Data extracted from a collection:
/---
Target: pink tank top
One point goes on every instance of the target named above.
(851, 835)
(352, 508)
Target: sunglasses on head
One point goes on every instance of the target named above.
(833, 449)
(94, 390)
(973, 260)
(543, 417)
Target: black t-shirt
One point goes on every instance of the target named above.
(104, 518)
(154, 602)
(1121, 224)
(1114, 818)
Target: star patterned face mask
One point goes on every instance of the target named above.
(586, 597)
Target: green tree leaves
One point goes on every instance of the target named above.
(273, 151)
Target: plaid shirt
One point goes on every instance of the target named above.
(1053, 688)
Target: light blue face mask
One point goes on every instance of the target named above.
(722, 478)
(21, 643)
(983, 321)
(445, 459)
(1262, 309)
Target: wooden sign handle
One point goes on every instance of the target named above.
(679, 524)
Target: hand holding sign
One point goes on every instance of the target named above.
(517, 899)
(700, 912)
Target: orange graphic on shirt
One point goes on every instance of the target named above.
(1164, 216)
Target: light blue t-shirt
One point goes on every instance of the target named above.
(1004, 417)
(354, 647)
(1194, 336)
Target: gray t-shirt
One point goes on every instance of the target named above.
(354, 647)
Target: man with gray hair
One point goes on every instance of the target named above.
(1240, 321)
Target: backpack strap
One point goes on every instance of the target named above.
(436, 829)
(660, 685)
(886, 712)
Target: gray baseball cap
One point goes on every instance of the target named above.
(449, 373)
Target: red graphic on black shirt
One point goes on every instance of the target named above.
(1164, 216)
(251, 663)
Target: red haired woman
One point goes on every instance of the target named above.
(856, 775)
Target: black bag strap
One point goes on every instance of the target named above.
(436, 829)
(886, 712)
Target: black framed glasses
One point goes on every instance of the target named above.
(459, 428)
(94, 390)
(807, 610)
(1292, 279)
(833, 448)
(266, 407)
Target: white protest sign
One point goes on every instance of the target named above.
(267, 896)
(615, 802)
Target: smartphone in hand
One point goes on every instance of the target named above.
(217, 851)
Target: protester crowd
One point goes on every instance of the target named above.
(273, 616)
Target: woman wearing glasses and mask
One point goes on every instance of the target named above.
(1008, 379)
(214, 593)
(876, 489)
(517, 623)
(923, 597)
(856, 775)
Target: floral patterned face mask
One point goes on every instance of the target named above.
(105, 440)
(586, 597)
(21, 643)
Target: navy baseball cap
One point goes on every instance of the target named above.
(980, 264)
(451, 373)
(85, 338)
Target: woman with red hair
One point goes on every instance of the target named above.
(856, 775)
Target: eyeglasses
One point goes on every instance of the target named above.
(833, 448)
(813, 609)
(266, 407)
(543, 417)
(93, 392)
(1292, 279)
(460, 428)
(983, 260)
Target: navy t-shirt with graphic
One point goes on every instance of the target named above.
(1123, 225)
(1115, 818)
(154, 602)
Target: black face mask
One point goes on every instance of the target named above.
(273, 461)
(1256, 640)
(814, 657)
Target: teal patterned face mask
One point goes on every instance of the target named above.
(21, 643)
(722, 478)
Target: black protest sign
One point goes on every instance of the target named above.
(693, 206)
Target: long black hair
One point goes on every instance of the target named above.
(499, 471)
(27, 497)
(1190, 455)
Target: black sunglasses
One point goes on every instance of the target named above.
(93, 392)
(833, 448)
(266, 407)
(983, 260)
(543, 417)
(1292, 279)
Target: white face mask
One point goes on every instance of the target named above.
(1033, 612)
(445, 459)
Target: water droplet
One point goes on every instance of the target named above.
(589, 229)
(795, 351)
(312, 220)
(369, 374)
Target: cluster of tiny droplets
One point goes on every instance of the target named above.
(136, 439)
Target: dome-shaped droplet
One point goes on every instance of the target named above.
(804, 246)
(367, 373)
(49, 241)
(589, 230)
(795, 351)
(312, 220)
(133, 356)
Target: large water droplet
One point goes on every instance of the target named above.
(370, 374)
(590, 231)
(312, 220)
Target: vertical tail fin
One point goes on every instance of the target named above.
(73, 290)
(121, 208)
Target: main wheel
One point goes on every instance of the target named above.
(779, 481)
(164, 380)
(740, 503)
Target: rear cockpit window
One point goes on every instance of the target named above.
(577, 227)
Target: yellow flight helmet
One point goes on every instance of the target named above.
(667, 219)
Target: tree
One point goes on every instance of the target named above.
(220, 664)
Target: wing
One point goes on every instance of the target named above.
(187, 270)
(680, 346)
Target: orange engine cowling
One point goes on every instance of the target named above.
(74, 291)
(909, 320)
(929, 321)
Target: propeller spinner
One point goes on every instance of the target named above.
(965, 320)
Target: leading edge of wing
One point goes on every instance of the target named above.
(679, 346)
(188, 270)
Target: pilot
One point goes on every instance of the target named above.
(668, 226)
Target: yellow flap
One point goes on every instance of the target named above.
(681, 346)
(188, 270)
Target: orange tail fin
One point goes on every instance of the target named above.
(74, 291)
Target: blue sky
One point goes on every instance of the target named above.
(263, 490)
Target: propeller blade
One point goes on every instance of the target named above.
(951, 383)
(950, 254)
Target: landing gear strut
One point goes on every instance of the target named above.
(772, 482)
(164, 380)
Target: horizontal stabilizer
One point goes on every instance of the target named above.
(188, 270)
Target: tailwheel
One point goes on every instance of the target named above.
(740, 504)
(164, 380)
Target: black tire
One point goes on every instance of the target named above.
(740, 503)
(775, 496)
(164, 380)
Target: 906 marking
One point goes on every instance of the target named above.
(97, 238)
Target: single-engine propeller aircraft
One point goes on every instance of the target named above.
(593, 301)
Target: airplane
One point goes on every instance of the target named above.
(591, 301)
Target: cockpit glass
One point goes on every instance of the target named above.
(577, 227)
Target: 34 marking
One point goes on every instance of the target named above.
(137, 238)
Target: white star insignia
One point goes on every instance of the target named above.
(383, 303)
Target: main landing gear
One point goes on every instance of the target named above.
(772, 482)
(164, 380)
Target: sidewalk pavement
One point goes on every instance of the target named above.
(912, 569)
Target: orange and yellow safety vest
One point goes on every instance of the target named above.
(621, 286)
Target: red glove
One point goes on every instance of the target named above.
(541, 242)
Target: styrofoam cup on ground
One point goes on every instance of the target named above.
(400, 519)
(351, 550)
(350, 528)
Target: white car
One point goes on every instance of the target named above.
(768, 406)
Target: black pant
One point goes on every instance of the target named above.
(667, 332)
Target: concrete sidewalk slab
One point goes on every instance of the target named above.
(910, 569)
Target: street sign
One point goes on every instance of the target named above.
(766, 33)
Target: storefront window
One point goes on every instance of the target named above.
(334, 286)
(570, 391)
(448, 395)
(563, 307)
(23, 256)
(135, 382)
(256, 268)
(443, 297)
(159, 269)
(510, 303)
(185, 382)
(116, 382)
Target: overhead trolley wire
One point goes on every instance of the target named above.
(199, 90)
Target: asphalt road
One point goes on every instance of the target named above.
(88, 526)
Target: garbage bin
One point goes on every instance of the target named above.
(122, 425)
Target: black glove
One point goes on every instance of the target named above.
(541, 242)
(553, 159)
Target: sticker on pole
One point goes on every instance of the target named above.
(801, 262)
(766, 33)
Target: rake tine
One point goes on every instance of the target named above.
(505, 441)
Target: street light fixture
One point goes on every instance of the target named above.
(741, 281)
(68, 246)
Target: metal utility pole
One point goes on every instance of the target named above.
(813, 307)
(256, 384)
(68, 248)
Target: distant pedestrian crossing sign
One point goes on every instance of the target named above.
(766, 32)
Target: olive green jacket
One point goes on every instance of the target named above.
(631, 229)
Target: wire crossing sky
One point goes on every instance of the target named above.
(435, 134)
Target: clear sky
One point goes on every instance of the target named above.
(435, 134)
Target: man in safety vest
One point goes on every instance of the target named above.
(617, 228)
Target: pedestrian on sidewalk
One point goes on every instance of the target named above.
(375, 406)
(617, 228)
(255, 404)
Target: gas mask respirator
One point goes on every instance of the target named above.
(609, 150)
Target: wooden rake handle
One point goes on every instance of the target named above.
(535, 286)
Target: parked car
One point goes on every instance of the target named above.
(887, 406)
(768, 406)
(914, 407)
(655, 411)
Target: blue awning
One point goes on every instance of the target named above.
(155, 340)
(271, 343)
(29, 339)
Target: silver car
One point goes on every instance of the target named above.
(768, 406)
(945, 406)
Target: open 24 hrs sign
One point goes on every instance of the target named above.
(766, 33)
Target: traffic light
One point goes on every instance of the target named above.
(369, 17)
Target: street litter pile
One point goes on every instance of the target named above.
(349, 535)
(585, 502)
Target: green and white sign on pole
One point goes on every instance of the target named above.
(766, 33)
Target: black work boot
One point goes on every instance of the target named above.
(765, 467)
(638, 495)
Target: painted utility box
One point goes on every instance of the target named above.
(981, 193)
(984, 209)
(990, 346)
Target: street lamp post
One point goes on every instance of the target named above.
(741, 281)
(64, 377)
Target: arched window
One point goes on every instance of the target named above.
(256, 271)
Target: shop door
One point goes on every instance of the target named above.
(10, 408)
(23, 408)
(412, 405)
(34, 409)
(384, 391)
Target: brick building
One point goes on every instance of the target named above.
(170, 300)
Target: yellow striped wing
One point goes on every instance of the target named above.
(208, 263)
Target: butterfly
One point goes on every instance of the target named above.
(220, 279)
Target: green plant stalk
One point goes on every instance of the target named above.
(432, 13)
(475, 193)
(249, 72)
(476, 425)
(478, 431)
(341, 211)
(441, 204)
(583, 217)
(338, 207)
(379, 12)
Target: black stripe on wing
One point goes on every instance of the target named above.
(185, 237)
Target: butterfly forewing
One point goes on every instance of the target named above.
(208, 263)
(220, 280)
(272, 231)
\---
[SHORT PROBLEM]
Duplicate the stretch of entries from the line containing "Target: black stripe on wing" through the end of the entries, with no changes.

[RESPONSE TO THE TASK]
Target: black stripe on wing
One point goes on every instance of the target named above.
(185, 237)
Target: butterfly forewing
One point goes on every instance of the target named above.
(208, 263)
(220, 280)
(272, 231)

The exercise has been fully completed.